Page text Start Marker

Listed Building – Grade II
- Designated: 13 February 1967
- Reference no.: 1318565

= St Matthew's Church, Leyburn =

The church of St Matthew Leyburn (also known as The Parish Church of St Matthew, Leyburn) is the parish church for Leyburn in North Yorkshire, England. It is just to the south-east of Leyburn town centre and on the northern side of the A684 road. The parish is relatively new (being raised in 1956) and the church itself was built in 1868 after many years of parishioners having to travel to nearby Wensley (1 mi to the west) to worship.

In 2017, permission was granted to allow the parish to remove the pews and enhance car parking around the site, despite some objections to the overall plan. The church celebrated its 150-year anniversary in 2018.

==History==
Up until the 16th century, a church had been in existence at Leyburn at a site to the west of town known as Chapel Flatts. When the country converted from Catholicism during the Reformation, the church was downgraded from a place of worship and then converted into a barn. It was later left to ruin and the stones were re-used by local people for houses and walls in the area; as a result, the structure had been completely demolished by the early 1800s. During this time, parishioners were expected to go to services at Holy Trinity Church in Wensley; as a consequence, Leyburn still had a market but no church, which was rare.

Historically, Wensley was the settlement of greater importance and had possessed a market since 1202 (Leyburn's was not granted until the 16th century), hence the reason for the main church. After a plague hit Wensley in 1563, most of the survivors left and reduced Wensley to a very small village with a large church.

In 1836, a temporary structure was built in Leyburn and this became a daughter church of Holy Trinity Wensley. In 1868, when the church of St Matthew was consecrated, the church still functioned as a chapel of ease to Holy Trinity until 1956 when Leyburn was separated into its own ecclesiastical parish. The records up until 1956 are still combined with the records from the Church of the Holy Trinity in Wensley.

The Church of St Matthew lies to the north of the A684 road on the eastern side of Leyburn, and was built on land donated by Lord Bolton. It is the only church designed by Christopher George Wray, and has been described as being in a Geometrical style with a tower on the west side. The tower displays the only public clock in Leyburn town. The building of the church cost £3,000 and was paid for by public subscription, although the original intent was for a much larger building, but funding was insufficient. A stipulation of the works was that no burials were permitted in the churchyard, and despite one former churchwarden being buried there in 1955, this has been adhered to.

The church is constructed of sandstone and has a hammerbeam roof which is topped off with Welsh slate. The Chancel is 22 ft by 17 ft, the nave is 48 ft by 21 ft with an 11 ft aisle and a three-story west facing tower that is 10 ft square.

Apart from some work on the clerestory of the Church of St Anne, Catterick, Wray did not design any other Christian religious buildings, but he did design other notable structures such as The Maritime Museum in Hull and the Palace Hotel in Cairo. The church was consecrated in September 1868 by Bishop Robert Bickersteth but the organ was not completed until May 1870. The building was grade II listed in 1967.

There is a plaque on the west wall commemorating Flight Lieutenant Alan Broadley, a Richmondshire born Royal Air Force navigator who was killed on Operation Jericho, the military raid on Amiens Prison in February 1944.

In 2016, a £36,000 grant from the Listed Places of Worship Roof Repair Fund, meant that the drainage and associated works on the roof could be carried out. In the same year, plans were announced to remove the pews from the church and install a new glass corridor to an external annexe as part of an upgrade and to make it into a community hub. Despite some public objections, the works received approval from Richmondshire District Council in 2016 and from the Diocese of Leeds in early 2017.

In 2018, the church celebrated its 150-year anniversary.

Page text End Marker

▶ What you are asked to do
Decide whether each statement agrees with the text on St Matthew's Church, Leyburn, answering yes or no and quoting the deciding words of the text: 1. The church was consecrated in September 1868 by Bishop Robert Bickersteth. 2. The organ was completed at the time of the consecration. 3. Burials are permitted in the churchyard.

Raw data Start Marker

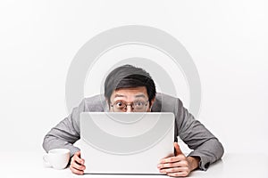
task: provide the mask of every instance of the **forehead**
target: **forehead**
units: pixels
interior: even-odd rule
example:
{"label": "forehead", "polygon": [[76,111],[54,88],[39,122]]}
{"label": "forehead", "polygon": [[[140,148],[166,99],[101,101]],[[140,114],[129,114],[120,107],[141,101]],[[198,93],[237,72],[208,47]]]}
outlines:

Raw data End Marker

▶ Result below
1. Yes: "The church was consecrated in September 1868 by Bishop Robert Bickersteth"
2. No: "the organ was not completed until May 1870"
3. No: "A stipulation of the works was that no burials were permitted in the churchyard"